[Rows from a dataset]
^^^^
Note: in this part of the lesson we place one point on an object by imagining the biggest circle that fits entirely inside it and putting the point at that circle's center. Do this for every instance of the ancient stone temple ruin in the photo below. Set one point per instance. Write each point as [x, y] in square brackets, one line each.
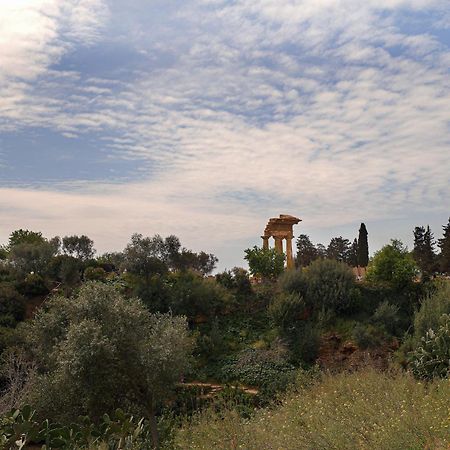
[281, 228]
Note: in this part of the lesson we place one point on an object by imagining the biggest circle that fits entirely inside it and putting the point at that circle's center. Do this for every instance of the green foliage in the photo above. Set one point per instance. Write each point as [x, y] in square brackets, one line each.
[392, 264]
[193, 295]
[432, 307]
[3, 252]
[12, 305]
[304, 341]
[329, 286]
[236, 281]
[145, 256]
[369, 410]
[266, 369]
[367, 336]
[432, 357]
[121, 431]
[444, 246]
[306, 252]
[265, 263]
[423, 251]
[98, 342]
[363, 247]
[339, 249]
[293, 281]
[387, 316]
[286, 310]
[19, 237]
[32, 285]
[94, 274]
[80, 247]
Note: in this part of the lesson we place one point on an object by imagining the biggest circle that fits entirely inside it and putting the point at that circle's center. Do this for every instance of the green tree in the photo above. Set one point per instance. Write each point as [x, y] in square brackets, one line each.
[363, 246]
[444, 246]
[27, 257]
[265, 263]
[25, 237]
[192, 295]
[80, 247]
[329, 286]
[393, 264]
[99, 351]
[352, 258]
[306, 252]
[423, 251]
[338, 249]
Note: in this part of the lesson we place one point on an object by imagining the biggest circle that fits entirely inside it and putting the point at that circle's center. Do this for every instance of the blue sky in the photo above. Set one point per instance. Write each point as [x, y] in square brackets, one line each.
[204, 118]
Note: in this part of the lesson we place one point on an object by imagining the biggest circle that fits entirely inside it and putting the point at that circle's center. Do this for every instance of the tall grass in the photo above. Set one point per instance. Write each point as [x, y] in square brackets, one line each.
[365, 410]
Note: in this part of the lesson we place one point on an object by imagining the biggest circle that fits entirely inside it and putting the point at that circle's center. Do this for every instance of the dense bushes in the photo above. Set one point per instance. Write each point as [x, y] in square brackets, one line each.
[432, 307]
[431, 358]
[267, 369]
[98, 343]
[347, 411]
[324, 285]
[430, 345]
[330, 285]
[12, 305]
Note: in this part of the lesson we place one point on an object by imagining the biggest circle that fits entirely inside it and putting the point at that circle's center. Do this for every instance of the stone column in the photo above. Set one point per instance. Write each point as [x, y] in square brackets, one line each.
[278, 243]
[289, 258]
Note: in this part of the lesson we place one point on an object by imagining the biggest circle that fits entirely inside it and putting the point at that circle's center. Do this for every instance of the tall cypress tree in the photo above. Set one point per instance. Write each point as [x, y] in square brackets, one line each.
[444, 245]
[423, 251]
[353, 254]
[363, 247]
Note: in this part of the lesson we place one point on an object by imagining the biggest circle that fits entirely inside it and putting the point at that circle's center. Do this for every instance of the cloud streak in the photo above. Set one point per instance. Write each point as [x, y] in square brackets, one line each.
[238, 111]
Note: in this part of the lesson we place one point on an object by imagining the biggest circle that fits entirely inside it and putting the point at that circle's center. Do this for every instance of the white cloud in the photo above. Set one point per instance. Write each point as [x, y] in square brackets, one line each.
[323, 109]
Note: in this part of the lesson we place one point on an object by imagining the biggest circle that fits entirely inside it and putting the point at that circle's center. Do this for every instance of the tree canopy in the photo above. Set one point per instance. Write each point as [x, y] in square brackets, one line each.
[392, 264]
[104, 343]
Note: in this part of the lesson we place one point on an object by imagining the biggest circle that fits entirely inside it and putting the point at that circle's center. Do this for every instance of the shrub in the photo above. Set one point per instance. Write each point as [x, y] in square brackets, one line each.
[265, 263]
[304, 341]
[286, 310]
[236, 281]
[367, 336]
[12, 304]
[192, 295]
[368, 409]
[33, 285]
[293, 281]
[266, 369]
[98, 343]
[392, 264]
[94, 274]
[329, 285]
[386, 315]
[432, 357]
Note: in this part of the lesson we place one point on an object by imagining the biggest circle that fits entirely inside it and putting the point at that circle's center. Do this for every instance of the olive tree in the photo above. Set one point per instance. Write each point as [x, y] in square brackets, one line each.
[265, 263]
[99, 351]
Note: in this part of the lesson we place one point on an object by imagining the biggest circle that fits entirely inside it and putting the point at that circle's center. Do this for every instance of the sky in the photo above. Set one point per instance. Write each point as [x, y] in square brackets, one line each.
[204, 118]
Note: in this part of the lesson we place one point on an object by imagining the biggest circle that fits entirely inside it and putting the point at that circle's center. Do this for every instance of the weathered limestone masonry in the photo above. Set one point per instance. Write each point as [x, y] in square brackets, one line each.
[281, 228]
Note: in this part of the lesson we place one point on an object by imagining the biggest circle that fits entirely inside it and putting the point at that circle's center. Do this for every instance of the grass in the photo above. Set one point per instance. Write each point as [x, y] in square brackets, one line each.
[364, 410]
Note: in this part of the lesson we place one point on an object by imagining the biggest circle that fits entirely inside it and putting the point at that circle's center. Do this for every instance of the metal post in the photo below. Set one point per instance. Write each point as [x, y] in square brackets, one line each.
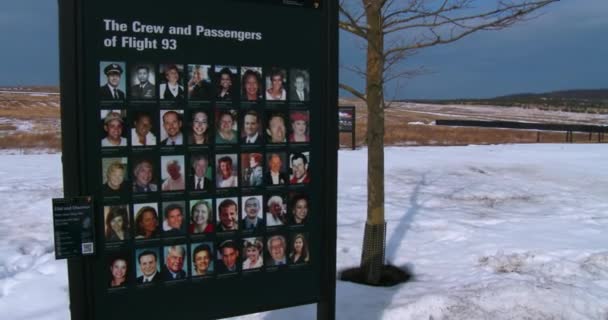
[353, 143]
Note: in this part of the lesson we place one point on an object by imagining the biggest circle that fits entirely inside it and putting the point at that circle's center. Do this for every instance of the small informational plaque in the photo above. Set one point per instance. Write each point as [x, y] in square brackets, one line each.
[346, 116]
[73, 227]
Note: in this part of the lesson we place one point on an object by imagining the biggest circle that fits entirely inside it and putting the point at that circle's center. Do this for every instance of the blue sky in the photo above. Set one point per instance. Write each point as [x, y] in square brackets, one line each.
[565, 48]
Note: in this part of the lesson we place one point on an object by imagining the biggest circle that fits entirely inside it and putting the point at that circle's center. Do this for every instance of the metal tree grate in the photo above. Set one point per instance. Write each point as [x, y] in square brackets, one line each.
[372, 257]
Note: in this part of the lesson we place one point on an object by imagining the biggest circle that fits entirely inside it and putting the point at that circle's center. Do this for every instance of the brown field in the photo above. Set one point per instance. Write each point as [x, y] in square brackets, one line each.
[35, 108]
[38, 107]
[398, 131]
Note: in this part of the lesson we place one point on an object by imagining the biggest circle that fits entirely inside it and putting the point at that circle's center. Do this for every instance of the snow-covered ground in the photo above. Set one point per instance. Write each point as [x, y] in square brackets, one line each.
[490, 232]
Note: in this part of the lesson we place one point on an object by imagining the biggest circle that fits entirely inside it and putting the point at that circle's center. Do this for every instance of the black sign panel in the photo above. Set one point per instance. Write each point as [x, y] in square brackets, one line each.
[201, 130]
[346, 118]
[73, 227]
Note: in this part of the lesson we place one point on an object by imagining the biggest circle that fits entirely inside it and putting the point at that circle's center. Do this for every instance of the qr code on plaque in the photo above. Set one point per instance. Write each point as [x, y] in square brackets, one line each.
[87, 248]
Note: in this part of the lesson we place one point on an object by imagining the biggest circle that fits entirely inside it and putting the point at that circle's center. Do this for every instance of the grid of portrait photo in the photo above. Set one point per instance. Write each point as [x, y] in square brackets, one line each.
[204, 171]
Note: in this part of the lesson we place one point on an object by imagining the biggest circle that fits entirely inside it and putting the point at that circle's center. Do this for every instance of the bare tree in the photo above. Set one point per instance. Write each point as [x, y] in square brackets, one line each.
[393, 30]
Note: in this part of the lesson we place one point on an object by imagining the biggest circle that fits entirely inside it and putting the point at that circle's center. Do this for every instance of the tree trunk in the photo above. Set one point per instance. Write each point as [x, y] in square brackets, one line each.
[372, 258]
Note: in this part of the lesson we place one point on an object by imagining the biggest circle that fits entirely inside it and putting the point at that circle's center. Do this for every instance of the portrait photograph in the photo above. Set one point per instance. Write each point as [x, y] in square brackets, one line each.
[252, 128]
[276, 169]
[298, 251]
[171, 78]
[201, 172]
[142, 82]
[299, 163]
[299, 90]
[277, 249]
[276, 127]
[251, 84]
[201, 216]
[147, 266]
[299, 124]
[112, 82]
[252, 169]
[253, 253]
[171, 127]
[116, 220]
[146, 221]
[275, 208]
[114, 128]
[175, 264]
[252, 213]
[202, 258]
[118, 269]
[226, 83]
[200, 82]
[144, 129]
[226, 170]
[276, 84]
[200, 132]
[172, 173]
[299, 205]
[144, 174]
[114, 173]
[174, 218]
[227, 214]
[228, 256]
[226, 123]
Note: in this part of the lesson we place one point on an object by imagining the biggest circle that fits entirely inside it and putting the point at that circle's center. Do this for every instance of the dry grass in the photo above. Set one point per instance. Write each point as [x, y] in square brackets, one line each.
[49, 140]
[399, 132]
[43, 111]
[40, 109]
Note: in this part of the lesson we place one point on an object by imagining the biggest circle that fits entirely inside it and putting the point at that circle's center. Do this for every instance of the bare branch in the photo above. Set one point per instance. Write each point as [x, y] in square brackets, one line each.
[352, 24]
[500, 18]
[353, 91]
[354, 69]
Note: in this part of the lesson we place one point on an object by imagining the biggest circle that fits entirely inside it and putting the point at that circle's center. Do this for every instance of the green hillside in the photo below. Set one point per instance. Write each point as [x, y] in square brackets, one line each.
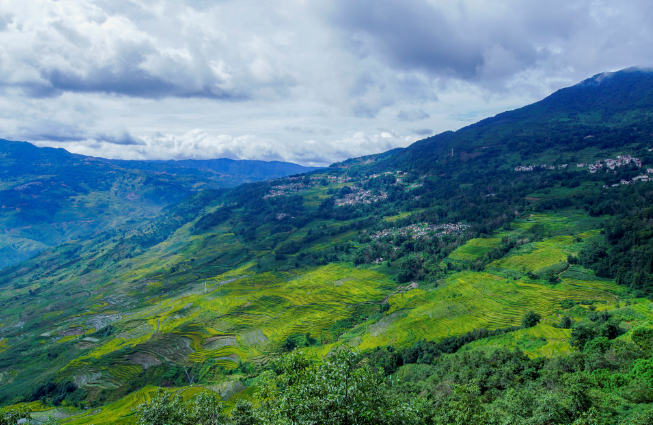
[427, 264]
[49, 196]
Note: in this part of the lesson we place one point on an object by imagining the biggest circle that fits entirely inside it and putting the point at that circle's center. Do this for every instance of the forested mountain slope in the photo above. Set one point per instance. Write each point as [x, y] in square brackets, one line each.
[511, 279]
[49, 195]
[232, 172]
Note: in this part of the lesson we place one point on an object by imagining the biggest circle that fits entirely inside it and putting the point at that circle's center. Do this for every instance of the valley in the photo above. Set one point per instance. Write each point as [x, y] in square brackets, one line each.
[413, 258]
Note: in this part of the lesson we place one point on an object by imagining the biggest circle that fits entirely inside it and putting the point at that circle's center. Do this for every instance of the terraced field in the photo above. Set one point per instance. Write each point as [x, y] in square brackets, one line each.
[215, 320]
[474, 249]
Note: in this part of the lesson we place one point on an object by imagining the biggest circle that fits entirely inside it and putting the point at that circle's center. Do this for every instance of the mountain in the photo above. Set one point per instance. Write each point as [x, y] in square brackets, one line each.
[240, 171]
[511, 279]
[49, 196]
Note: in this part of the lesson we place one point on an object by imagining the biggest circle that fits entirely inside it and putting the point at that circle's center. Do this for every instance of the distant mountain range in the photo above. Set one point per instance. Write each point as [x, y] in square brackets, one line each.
[491, 268]
[48, 196]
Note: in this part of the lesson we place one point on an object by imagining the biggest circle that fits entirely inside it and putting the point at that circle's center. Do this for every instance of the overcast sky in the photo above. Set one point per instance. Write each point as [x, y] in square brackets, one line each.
[307, 81]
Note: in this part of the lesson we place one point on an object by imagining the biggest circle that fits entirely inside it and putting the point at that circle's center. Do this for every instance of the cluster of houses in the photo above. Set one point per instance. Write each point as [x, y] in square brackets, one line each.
[419, 230]
[640, 178]
[284, 189]
[593, 168]
[281, 216]
[612, 163]
[360, 196]
[543, 166]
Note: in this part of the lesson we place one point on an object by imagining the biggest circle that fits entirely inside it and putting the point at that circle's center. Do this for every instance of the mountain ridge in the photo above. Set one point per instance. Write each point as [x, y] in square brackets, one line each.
[427, 263]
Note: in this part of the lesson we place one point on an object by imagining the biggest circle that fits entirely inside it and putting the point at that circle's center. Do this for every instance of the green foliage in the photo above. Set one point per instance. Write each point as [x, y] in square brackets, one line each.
[168, 408]
[339, 390]
[13, 416]
[531, 319]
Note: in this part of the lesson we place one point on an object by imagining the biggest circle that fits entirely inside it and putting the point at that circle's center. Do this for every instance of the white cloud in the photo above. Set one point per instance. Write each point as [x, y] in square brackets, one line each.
[198, 144]
[291, 79]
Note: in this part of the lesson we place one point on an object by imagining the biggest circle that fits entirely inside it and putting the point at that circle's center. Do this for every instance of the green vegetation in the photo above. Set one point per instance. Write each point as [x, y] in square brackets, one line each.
[523, 299]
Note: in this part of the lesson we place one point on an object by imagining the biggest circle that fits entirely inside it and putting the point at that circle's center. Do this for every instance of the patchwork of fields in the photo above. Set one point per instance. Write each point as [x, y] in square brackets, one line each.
[213, 324]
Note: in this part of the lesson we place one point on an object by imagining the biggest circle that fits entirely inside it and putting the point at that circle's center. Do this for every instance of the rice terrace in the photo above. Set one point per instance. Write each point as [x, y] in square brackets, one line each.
[498, 274]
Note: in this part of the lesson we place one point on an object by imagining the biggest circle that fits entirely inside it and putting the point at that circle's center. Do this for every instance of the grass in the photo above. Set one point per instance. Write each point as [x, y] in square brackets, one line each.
[474, 248]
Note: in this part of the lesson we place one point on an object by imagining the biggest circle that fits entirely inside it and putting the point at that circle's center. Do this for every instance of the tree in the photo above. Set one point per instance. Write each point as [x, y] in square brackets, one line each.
[643, 336]
[244, 414]
[13, 416]
[339, 390]
[565, 323]
[463, 406]
[167, 408]
[531, 319]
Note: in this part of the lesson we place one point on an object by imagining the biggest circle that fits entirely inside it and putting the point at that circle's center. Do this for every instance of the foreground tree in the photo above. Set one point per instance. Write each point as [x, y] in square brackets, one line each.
[13, 416]
[170, 409]
[339, 391]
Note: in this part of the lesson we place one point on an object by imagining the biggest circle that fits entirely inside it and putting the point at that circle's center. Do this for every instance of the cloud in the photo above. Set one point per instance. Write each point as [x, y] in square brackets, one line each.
[423, 132]
[490, 43]
[198, 144]
[50, 48]
[295, 79]
[412, 115]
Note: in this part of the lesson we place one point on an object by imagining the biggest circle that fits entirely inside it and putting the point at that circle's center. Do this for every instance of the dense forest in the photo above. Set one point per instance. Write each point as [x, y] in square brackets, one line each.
[508, 282]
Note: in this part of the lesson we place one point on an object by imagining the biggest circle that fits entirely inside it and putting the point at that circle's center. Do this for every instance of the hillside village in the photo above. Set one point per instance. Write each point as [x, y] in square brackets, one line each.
[610, 164]
[360, 196]
[419, 230]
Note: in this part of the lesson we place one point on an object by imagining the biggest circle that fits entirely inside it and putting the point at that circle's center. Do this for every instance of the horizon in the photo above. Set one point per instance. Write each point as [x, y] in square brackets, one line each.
[291, 81]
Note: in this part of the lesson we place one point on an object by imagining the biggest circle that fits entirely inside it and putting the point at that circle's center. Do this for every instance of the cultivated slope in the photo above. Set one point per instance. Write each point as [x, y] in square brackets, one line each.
[385, 251]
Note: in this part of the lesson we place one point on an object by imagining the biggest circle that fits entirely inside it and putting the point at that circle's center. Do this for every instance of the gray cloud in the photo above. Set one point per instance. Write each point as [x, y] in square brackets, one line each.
[423, 132]
[412, 115]
[310, 82]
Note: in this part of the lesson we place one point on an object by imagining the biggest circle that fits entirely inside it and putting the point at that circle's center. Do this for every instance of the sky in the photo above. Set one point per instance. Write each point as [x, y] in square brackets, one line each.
[306, 81]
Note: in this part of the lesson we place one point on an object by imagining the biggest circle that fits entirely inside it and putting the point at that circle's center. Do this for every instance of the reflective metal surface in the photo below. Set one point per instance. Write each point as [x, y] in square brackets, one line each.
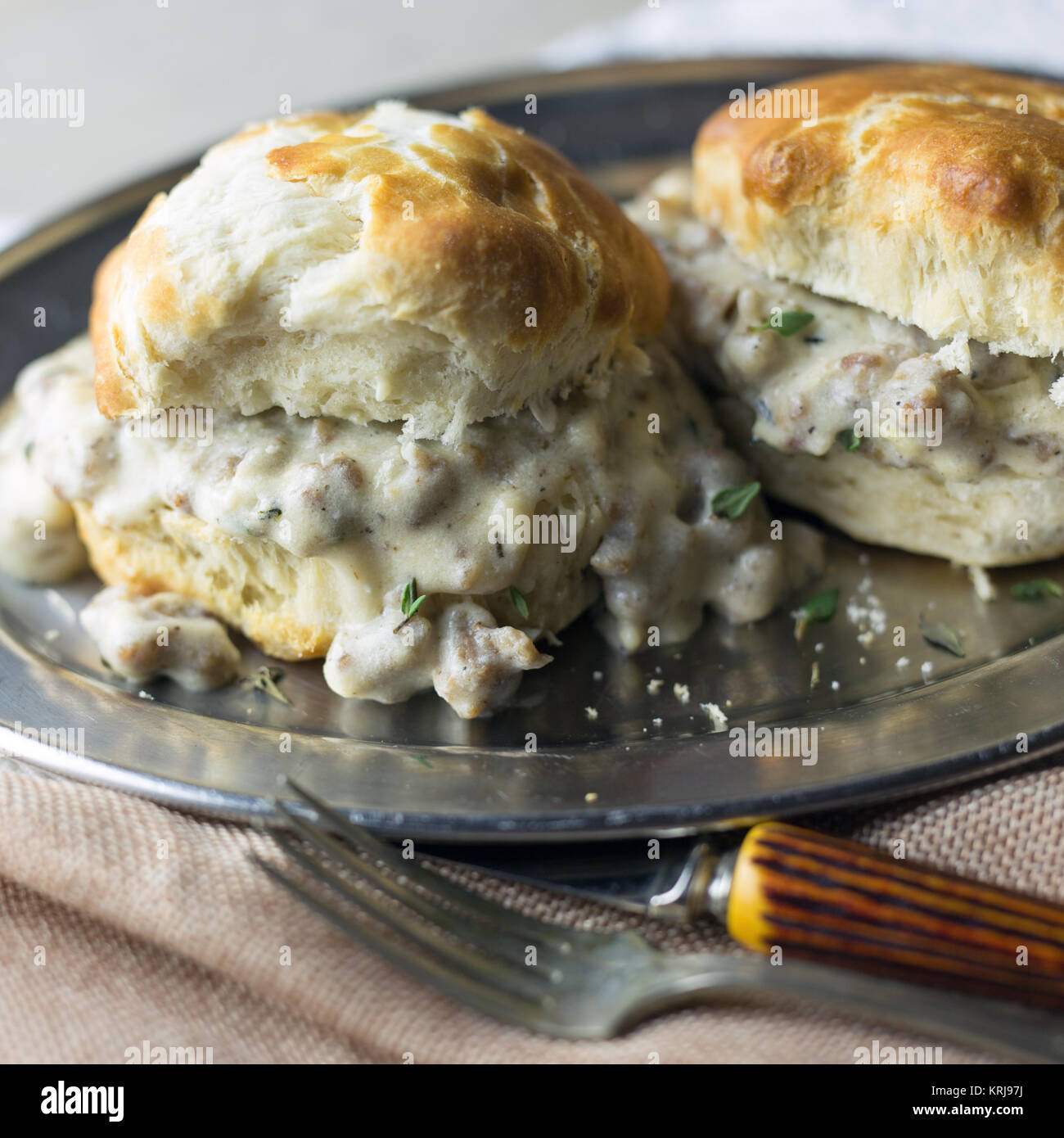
[647, 762]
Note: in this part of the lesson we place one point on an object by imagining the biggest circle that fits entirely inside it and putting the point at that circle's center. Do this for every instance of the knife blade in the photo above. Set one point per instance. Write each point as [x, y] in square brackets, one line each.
[790, 892]
[656, 876]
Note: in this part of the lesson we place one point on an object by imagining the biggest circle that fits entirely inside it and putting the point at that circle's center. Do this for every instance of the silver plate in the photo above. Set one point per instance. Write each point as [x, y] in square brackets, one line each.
[644, 762]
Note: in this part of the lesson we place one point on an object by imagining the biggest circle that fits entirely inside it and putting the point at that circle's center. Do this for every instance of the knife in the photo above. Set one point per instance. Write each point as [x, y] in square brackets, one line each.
[791, 892]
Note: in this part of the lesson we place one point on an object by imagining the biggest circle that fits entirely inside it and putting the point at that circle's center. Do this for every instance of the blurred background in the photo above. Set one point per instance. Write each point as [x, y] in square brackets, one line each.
[163, 79]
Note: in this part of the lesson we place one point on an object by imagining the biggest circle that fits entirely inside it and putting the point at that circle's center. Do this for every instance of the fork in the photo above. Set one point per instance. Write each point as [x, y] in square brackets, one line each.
[582, 983]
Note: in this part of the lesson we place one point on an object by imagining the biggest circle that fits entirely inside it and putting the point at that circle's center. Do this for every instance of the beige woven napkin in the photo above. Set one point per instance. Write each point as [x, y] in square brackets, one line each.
[128, 924]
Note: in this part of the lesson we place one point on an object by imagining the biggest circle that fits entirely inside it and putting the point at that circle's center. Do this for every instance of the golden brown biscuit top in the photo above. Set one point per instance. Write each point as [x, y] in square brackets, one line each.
[942, 168]
[403, 245]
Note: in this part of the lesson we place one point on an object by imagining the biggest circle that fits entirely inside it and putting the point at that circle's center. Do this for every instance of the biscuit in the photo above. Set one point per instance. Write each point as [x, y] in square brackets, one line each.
[391, 264]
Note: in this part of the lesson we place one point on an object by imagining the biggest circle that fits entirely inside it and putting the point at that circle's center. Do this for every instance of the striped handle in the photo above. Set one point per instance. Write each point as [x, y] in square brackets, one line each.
[834, 901]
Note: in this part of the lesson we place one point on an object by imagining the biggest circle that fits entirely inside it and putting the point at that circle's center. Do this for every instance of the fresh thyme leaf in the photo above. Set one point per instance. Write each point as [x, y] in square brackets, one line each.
[410, 603]
[821, 607]
[941, 636]
[786, 323]
[1035, 589]
[732, 502]
[265, 680]
[516, 598]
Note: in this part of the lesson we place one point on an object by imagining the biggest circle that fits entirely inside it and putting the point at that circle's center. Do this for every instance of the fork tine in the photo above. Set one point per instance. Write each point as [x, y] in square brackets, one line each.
[490, 913]
[451, 919]
[489, 998]
[507, 971]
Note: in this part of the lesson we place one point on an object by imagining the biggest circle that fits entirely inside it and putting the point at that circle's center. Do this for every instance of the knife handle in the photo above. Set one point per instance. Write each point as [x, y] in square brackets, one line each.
[838, 902]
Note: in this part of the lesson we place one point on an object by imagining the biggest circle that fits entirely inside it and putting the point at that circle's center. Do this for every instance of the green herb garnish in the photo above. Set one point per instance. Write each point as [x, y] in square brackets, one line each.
[265, 680]
[516, 598]
[410, 603]
[786, 323]
[941, 636]
[1035, 589]
[821, 607]
[732, 504]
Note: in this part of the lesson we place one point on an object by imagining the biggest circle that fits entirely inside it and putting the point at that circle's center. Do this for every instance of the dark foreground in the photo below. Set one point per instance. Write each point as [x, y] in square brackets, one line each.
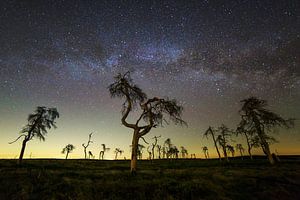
[177, 179]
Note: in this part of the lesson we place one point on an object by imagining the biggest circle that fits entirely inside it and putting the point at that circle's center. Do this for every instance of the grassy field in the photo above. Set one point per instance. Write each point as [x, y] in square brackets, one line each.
[162, 179]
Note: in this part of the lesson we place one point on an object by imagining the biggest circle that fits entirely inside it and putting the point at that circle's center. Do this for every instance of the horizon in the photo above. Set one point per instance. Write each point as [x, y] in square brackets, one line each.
[207, 55]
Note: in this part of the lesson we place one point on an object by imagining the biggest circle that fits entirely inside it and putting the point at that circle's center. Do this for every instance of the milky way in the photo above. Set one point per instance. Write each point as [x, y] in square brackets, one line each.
[207, 54]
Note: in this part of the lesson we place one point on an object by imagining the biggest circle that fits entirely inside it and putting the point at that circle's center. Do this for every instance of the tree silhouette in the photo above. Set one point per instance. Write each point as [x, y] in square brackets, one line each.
[222, 139]
[241, 149]
[102, 152]
[159, 151]
[154, 145]
[230, 149]
[85, 146]
[183, 151]
[42, 119]
[118, 151]
[259, 120]
[205, 151]
[91, 155]
[211, 132]
[153, 111]
[149, 153]
[167, 146]
[140, 151]
[68, 149]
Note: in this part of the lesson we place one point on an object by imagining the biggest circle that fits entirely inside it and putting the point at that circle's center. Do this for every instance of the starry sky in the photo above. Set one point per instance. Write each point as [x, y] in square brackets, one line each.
[208, 55]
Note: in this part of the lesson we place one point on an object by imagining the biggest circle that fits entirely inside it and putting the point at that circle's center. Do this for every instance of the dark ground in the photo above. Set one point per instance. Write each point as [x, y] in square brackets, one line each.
[163, 179]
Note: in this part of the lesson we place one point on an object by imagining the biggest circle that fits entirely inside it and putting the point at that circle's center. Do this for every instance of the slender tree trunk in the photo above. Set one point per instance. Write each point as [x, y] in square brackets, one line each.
[267, 151]
[133, 163]
[225, 154]
[249, 146]
[264, 143]
[84, 152]
[22, 150]
[216, 146]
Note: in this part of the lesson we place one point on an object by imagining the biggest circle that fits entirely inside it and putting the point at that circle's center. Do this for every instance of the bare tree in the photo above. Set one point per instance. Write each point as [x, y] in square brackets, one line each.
[167, 146]
[68, 149]
[91, 155]
[205, 151]
[184, 152]
[159, 151]
[42, 119]
[152, 110]
[223, 138]
[85, 146]
[211, 132]
[118, 151]
[241, 149]
[102, 152]
[230, 149]
[154, 145]
[259, 120]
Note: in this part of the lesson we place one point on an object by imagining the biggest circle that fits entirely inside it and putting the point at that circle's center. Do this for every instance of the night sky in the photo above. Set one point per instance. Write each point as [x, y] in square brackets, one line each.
[208, 55]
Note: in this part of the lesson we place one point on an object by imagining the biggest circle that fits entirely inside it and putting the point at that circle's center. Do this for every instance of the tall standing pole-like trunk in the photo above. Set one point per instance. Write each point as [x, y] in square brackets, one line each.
[264, 143]
[215, 142]
[249, 146]
[22, 150]
[135, 142]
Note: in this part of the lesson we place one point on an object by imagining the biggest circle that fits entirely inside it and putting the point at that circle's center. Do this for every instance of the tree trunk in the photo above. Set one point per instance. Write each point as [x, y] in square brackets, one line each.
[225, 154]
[22, 151]
[249, 146]
[216, 146]
[267, 151]
[84, 152]
[264, 143]
[133, 163]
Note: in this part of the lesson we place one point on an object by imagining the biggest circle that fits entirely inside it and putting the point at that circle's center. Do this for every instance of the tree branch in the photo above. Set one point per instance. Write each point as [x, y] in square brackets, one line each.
^^^^
Directions for this task: Please count the lines in the entries above that contain the string "slope", matching case exactly, and give only the number.

Solution to this problem: 2